REQUIRED ACTION
Each line of the records below that contains "corn" needs to be copied.

TASK DATA
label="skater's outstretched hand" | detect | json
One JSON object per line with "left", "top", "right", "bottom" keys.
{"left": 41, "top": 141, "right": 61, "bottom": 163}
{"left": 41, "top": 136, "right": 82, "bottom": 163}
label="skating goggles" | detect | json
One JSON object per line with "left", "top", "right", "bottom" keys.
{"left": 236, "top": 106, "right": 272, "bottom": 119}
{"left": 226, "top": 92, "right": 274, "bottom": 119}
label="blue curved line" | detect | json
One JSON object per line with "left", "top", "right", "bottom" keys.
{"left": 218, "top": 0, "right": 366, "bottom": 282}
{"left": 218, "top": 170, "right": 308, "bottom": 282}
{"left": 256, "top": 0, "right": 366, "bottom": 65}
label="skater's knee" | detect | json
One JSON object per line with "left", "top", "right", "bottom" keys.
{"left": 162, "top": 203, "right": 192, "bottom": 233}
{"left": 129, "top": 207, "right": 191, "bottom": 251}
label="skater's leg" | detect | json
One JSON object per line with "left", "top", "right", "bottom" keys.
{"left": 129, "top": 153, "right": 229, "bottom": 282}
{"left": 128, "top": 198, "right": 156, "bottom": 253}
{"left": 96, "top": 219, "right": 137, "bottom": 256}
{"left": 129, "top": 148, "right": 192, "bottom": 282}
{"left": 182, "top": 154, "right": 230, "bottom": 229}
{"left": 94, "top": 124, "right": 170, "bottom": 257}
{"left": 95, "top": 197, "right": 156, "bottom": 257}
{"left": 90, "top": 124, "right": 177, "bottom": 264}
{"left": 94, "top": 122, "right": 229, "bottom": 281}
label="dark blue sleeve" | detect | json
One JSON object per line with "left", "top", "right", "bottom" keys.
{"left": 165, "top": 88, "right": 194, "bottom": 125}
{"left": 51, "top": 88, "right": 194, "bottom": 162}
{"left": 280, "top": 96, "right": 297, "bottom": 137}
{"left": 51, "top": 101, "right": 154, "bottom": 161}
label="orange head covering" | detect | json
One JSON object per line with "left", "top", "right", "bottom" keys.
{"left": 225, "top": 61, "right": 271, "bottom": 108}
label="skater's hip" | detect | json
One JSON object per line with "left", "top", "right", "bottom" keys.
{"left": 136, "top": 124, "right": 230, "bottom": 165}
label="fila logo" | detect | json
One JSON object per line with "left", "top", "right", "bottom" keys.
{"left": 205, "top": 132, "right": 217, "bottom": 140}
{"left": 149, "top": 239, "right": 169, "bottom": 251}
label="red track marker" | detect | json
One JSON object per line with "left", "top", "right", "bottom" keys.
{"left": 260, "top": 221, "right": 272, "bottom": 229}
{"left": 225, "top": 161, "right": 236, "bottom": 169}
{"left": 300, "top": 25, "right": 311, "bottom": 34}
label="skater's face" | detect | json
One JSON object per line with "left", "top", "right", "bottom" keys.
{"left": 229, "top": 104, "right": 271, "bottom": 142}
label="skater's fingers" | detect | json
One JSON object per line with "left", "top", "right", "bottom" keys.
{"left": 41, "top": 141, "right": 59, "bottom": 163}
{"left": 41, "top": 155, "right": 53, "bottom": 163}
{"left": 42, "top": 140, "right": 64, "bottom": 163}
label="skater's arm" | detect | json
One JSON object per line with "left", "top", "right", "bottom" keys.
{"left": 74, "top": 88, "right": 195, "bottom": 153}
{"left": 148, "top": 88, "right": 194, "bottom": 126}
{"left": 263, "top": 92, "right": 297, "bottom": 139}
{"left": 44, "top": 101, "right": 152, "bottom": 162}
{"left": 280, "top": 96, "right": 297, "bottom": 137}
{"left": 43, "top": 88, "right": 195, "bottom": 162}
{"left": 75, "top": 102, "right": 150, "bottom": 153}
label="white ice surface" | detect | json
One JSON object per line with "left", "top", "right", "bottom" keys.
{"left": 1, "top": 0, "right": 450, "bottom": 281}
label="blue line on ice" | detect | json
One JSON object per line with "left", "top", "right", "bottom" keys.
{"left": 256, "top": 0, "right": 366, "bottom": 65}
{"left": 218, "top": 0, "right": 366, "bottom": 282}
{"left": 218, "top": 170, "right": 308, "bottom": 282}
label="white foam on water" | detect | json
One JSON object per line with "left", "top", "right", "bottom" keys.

--

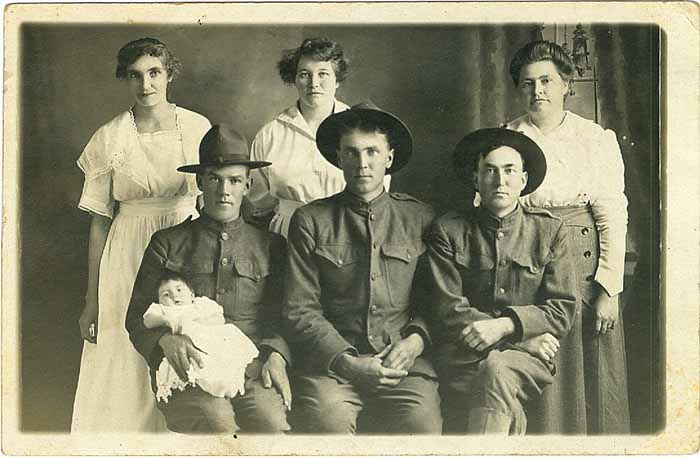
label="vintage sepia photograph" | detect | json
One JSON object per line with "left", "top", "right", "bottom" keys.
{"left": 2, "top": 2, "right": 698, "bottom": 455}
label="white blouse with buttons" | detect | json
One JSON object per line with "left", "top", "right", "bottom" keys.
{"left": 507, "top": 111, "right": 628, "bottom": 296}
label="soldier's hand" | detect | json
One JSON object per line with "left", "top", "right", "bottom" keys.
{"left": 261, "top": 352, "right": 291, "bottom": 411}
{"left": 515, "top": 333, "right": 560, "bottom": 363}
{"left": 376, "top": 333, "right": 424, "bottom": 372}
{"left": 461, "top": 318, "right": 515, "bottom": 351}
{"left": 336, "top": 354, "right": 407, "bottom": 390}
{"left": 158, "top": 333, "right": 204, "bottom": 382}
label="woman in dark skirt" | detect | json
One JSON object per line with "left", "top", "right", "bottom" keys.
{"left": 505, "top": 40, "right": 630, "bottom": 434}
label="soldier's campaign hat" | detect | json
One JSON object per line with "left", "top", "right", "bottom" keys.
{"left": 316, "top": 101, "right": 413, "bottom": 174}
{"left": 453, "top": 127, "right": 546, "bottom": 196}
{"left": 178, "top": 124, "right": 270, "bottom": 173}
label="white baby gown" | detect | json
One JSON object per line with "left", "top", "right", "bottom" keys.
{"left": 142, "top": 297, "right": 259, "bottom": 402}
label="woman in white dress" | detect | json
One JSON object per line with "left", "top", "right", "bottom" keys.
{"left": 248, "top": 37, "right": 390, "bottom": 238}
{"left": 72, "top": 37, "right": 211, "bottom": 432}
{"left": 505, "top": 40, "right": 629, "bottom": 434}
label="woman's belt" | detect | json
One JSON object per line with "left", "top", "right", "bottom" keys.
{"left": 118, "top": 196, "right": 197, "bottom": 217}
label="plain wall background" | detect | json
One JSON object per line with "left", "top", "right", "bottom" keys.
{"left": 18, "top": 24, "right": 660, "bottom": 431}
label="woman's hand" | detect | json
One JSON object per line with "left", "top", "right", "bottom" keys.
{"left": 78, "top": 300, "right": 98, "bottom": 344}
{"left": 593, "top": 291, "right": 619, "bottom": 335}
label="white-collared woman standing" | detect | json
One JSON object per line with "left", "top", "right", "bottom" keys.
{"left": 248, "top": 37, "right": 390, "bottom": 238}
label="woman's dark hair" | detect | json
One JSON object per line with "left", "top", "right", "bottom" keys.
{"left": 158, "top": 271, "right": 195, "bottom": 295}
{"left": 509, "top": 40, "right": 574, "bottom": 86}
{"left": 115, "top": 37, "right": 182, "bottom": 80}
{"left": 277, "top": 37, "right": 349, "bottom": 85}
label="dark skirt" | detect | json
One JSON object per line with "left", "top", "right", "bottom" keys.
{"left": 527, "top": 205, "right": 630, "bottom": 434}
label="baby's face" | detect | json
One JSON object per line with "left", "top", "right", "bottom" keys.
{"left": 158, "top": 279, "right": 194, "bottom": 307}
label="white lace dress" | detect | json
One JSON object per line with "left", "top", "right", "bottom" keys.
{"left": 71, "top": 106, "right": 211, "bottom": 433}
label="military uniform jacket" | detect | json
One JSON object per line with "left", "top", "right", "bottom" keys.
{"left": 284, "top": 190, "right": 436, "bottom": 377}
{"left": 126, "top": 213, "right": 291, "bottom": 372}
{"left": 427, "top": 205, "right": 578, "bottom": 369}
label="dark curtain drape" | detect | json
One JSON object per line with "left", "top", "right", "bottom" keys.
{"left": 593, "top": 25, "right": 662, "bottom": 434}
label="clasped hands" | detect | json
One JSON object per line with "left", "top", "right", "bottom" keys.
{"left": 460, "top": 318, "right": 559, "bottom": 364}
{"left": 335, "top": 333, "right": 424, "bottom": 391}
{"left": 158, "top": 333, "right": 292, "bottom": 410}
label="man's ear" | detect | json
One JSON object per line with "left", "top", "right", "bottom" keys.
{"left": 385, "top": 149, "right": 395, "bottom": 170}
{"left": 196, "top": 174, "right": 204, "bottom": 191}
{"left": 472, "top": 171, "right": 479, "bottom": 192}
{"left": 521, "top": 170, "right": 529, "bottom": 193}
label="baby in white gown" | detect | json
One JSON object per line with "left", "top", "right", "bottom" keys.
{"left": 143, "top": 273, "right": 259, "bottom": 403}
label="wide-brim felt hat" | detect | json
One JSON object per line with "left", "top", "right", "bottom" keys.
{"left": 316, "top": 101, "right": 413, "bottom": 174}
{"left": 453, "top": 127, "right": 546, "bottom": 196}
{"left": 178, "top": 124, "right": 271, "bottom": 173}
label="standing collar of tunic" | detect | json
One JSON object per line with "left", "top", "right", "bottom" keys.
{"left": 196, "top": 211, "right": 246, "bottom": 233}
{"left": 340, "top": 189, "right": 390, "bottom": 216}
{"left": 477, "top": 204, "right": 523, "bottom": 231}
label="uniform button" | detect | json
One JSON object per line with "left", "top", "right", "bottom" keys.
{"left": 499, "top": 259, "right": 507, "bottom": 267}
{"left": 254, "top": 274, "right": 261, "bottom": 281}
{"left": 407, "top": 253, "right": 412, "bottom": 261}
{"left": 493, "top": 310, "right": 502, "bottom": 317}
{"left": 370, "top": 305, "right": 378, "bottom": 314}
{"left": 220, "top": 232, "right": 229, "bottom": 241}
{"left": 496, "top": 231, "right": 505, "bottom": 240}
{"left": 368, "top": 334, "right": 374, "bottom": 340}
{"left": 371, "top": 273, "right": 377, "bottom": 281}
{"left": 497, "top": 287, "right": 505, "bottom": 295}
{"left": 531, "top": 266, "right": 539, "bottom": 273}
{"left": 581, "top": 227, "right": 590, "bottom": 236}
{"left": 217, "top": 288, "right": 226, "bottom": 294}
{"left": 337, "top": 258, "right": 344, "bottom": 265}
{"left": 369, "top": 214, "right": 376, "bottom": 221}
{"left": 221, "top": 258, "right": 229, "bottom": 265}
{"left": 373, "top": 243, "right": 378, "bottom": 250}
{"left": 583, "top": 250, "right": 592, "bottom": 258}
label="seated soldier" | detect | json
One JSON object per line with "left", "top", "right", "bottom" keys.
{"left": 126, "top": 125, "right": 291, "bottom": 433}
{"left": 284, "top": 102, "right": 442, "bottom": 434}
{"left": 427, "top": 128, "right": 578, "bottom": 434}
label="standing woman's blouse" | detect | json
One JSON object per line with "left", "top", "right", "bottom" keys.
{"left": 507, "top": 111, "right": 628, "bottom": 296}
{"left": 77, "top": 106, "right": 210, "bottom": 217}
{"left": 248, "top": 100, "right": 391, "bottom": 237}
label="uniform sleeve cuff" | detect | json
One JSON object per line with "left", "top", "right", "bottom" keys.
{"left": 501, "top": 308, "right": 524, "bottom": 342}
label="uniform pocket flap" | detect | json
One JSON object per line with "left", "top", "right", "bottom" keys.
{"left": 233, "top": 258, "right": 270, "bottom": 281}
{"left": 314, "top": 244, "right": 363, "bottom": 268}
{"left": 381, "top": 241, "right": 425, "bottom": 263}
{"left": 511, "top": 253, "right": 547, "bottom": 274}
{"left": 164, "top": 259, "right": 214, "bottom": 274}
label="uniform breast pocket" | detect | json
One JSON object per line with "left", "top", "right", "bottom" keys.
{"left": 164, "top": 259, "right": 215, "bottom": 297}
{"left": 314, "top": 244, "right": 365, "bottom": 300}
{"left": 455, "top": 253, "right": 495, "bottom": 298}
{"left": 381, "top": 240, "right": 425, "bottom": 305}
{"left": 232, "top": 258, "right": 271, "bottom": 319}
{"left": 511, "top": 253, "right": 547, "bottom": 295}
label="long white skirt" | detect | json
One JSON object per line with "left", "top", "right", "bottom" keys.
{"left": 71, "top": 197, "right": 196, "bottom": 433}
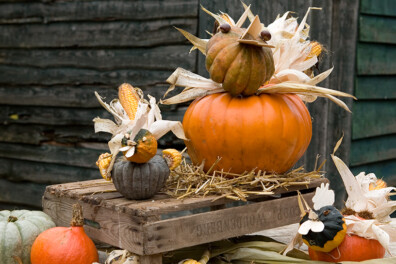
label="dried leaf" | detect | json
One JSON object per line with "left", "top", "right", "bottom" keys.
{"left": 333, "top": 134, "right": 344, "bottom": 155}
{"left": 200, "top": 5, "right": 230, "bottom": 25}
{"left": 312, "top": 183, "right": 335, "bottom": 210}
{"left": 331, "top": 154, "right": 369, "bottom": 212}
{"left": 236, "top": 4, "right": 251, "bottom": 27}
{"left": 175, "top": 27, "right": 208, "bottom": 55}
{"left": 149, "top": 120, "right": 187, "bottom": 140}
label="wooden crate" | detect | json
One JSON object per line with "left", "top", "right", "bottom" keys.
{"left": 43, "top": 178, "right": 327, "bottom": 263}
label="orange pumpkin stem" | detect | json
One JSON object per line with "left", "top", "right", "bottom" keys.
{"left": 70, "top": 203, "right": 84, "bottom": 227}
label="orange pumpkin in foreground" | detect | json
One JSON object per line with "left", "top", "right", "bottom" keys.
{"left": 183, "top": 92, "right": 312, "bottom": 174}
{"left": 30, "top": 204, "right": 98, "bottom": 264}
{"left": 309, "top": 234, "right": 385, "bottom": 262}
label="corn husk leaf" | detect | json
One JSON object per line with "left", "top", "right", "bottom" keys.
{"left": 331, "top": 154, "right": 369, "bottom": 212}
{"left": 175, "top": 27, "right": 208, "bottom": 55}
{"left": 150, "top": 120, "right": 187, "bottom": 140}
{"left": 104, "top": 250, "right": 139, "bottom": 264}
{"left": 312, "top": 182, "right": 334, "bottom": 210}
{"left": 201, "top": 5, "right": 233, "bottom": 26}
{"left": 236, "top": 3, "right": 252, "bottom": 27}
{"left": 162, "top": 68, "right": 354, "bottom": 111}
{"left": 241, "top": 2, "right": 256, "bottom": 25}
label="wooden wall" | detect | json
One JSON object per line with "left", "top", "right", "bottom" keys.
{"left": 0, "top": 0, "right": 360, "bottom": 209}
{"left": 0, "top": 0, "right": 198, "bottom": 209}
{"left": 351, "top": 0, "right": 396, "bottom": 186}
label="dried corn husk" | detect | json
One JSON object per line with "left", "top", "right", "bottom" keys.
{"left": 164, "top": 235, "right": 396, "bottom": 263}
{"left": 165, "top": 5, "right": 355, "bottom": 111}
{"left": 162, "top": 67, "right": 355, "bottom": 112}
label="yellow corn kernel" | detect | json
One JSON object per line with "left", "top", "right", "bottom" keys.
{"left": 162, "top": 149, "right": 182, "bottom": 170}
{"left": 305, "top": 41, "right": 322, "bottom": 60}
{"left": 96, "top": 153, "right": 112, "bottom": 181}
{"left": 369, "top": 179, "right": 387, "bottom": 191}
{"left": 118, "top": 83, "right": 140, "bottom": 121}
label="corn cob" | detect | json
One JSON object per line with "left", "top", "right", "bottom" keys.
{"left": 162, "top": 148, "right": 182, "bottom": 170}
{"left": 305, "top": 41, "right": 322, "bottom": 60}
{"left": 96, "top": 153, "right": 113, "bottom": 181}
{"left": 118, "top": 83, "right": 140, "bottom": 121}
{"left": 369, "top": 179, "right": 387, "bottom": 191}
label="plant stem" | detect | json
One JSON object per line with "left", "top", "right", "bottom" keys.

ANSWER FOR THIS EXERCISE
label="corn husk leaf" | detect | json
label="dried corn husk" | detect | json
label="yellow corn kernel" | detect | json
label="corn cob" | detect | json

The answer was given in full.